What the task requires — Write the data out again, character for character, with no images.

Records supplied —
◇ ◇ ◇ ◇

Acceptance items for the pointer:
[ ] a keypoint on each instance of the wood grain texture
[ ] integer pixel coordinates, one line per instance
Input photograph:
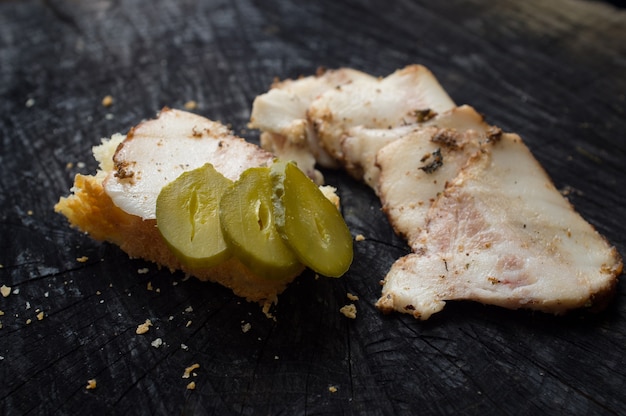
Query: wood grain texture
(551, 71)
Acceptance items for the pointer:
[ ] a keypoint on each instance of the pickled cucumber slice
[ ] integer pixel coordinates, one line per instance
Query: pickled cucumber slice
(187, 217)
(249, 229)
(310, 224)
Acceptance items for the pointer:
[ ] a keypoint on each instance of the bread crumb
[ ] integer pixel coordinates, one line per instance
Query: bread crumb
(143, 328)
(349, 311)
(5, 290)
(107, 101)
(189, 370)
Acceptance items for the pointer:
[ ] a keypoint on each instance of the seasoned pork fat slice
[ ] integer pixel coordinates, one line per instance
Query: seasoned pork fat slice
(415, 170)
(361, 145)
(157, 151)
(403, 97)
(281, 115)
(502, 234)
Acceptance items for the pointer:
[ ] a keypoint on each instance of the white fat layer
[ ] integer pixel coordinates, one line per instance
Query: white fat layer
(157, 151)
(502, 234)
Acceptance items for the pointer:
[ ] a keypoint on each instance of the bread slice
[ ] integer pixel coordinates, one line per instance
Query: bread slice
(91, 209)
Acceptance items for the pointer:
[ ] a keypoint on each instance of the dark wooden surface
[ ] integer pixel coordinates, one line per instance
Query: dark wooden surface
(553, 72)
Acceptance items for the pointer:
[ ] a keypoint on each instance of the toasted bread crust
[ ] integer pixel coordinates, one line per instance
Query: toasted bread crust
(91, 210)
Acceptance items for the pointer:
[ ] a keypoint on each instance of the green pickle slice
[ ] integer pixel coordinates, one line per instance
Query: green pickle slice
(249, 229)
(310, 224)
(188, 219)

◇ ◇ ◇ ◇

Solution below —
Acceptance items for the pointer:
[ ] a keypoint on each instance of the wood grain texture
[ ] integer pixel coordinates, one line per instance
Input photograph:
Query: wood grain texture
(551, 71)
Acceptance items for the pointer:
[ ] a keypoint on each instance of the pickled cucumber slice
[ ] integer pixel coordinates, one line per instance
Query: pickled cucumber slice
(187, 217)
(249, 229)
(310, 224)
Acceptance items for the pointer:
[ ] a keypoint on each instance of the bread crumb
[ ] integer pixel coordinates, one line per instance
Query: bread crumb
(143, 328)
(349, 311)
(5, 290)
(107, 101)
(189, 370)
Acceptance items for the pointer:
[ ] a keypoint on each instance of the seasoned pork fat slice
[ ] integer pixel coordinates, one line per instance
Query: seasoned pork fat slice
(415, 170)
(361, 145)
(157, 151)
(403, 97)
(281, 115)
(502, 234)
Acceptance items for the pointer:
[ ] a keypoint on each instance of the white fat layer
[ ] integer pixel coordinates, one line per instance
Query: white fat layer
(157, 151)
(502, 234)
Acceptance items for the pointer:
[ ] a keypoint on each instance of the bread slice
[ ] integer pixel coordinates, one line per instance
Query: bread slice
(91, 209)
Acceptance items for the pointer:
[ ] a keypoint on each instance of the dark wooden surface
[ ] integer pixel coordinates, one line per instance
Query: dark wooden surface
(553, 72)
Acceptance items for the pointer:
[ ] a keypoint on each instance of the toasted bread crust
[ ] integer pixel coordinates, one line per instance
Query: toasted bread crust
(91, 210)
Acceptance items for the pointer:
[ ] a keypoint on each instance of the green pickle slice
[ ] integer pixel coordinates, one line per instance
Query: green pickle slice
(249, 229)
(310, 224)
(188, 219)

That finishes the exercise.